**Passage provided:**
Books of 2024

1. Small Things Like These by Claire Keegan: another short basically a novella. Brief and affecting.

2. Roman Stories by Jhumpa Lahiri: a book of shorts, yet another jhumpa but a little different. this time, about a bunch of disparate characters in rome, including 'locals', refugees and other expats/immigrants, as opposed to all those bengali migrant stories. darker. not sure i enjoyed as much. i could feel a distance. 

 

3. Tom Lake by Ann Patchett: she is a writer of the coziest of cozy fiction. she makes me feel all the things, nostalgia, love, youth, every little thing. love. 

 

4. The Trees by Percival Everett: it was an interesting premise that kinda went... a bit kooky and fantastical at the end.

 

5. Naomi Osaka by Ben Rothenberg: i've been following ben on twitter and his pod for years and years, and it's good to read his book on an athlete i like. do i feel i know her now? much better? not really. but it did let me feel the emotions of it all again. he writes well.

Coordinate annotation records:
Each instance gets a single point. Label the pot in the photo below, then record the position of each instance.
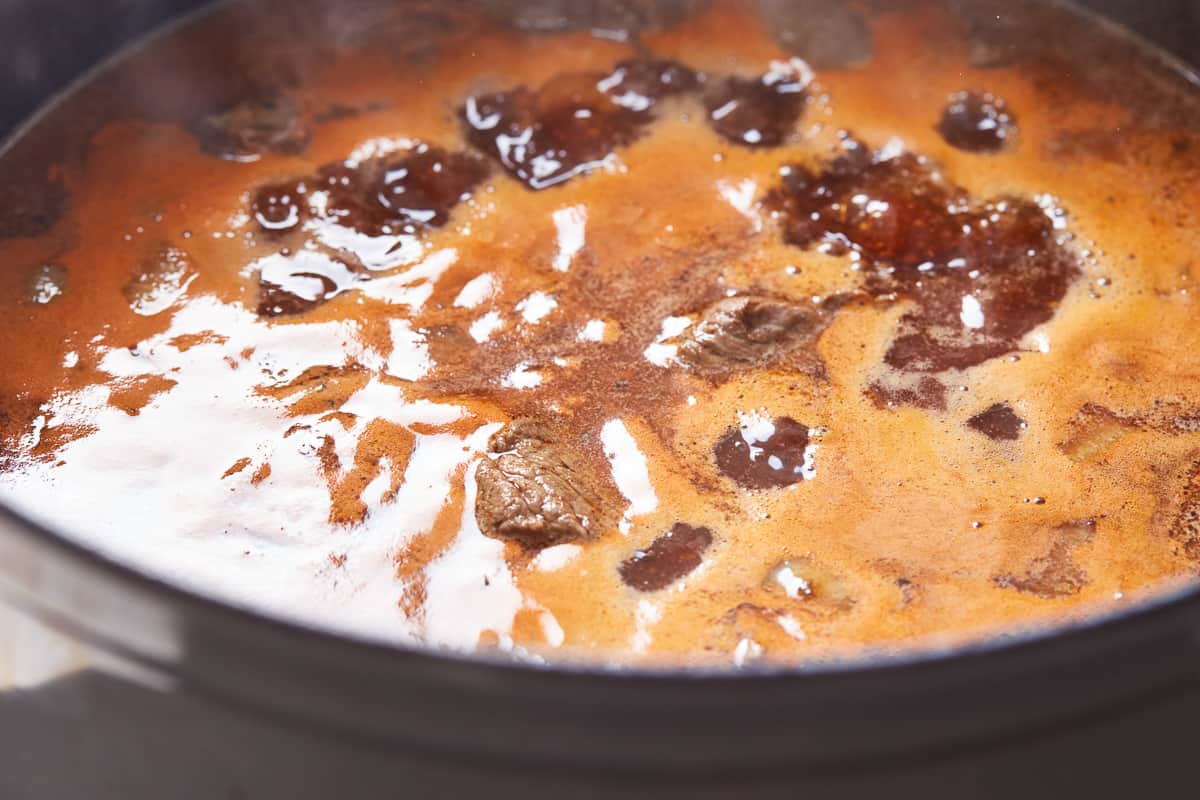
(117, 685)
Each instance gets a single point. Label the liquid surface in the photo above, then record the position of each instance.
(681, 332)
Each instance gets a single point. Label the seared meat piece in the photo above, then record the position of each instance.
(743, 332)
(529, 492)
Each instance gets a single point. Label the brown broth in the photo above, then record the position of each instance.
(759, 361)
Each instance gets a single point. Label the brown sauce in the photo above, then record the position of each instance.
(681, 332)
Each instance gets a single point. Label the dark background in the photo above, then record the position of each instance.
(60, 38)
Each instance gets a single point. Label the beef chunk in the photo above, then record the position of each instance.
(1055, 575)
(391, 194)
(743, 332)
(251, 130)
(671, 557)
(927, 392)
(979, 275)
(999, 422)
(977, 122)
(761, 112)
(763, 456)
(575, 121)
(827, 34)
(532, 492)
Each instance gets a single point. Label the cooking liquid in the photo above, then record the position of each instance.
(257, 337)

--

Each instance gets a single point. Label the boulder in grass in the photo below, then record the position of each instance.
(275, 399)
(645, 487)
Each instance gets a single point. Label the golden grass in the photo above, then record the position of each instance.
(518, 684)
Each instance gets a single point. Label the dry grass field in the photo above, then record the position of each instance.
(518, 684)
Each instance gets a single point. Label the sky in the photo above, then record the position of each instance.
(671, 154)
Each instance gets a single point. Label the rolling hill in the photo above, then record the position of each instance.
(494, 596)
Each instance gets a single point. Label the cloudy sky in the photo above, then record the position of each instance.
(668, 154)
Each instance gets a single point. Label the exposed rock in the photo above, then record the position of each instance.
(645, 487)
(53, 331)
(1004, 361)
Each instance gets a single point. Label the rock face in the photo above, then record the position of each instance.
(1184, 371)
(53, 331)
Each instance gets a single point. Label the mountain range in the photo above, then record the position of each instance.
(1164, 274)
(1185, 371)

...

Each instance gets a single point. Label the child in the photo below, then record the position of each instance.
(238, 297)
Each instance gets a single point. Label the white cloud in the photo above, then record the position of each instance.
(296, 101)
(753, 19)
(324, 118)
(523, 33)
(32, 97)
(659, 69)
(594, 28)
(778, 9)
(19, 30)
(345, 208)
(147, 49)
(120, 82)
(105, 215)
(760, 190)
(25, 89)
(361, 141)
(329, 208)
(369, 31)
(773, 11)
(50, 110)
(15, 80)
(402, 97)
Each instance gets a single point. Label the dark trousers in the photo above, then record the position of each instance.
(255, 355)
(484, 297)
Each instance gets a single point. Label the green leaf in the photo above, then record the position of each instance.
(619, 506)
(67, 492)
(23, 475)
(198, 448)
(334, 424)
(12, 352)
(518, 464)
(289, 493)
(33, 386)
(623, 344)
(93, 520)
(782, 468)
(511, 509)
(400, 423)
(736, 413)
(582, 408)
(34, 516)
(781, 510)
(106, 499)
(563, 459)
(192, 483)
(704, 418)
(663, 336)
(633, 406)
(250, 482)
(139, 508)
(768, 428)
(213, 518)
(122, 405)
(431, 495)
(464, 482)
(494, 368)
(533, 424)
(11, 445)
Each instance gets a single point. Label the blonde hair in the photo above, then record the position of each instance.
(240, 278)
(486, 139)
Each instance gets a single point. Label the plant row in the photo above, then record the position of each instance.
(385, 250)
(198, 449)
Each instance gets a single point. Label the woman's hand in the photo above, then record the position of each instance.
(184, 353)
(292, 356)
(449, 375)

**Requirement A:** In the book list, who is named as the author of The Trees?
**Requirement B:** Please copy everything in the book list from "2. Roman Stories" down to "at the end.".

**Written answer A:** Percival Everett

**Written answer B:**
2. Roman Stories by Jhumpa Lahiri: a book of shorts, yet another jhumpa but a little different. this time, about a bunch of disparate characters in rome, including 'locals', refugees and other expats/immigrants, as opposed to all those bengali migrant stories. darker. not sure i enjoyed as much. i could feel a distance. 

 

3. Tom Lake by Ann Patchett: she is a writer of the coziest of cozy fiction. she makes me feel all the things, nostalgia, love, youth, every little thing. love. 

 

4. The Trees by Percival Everett: it was an interesting premise that kinda went... a bit kooky and fantastical at the end.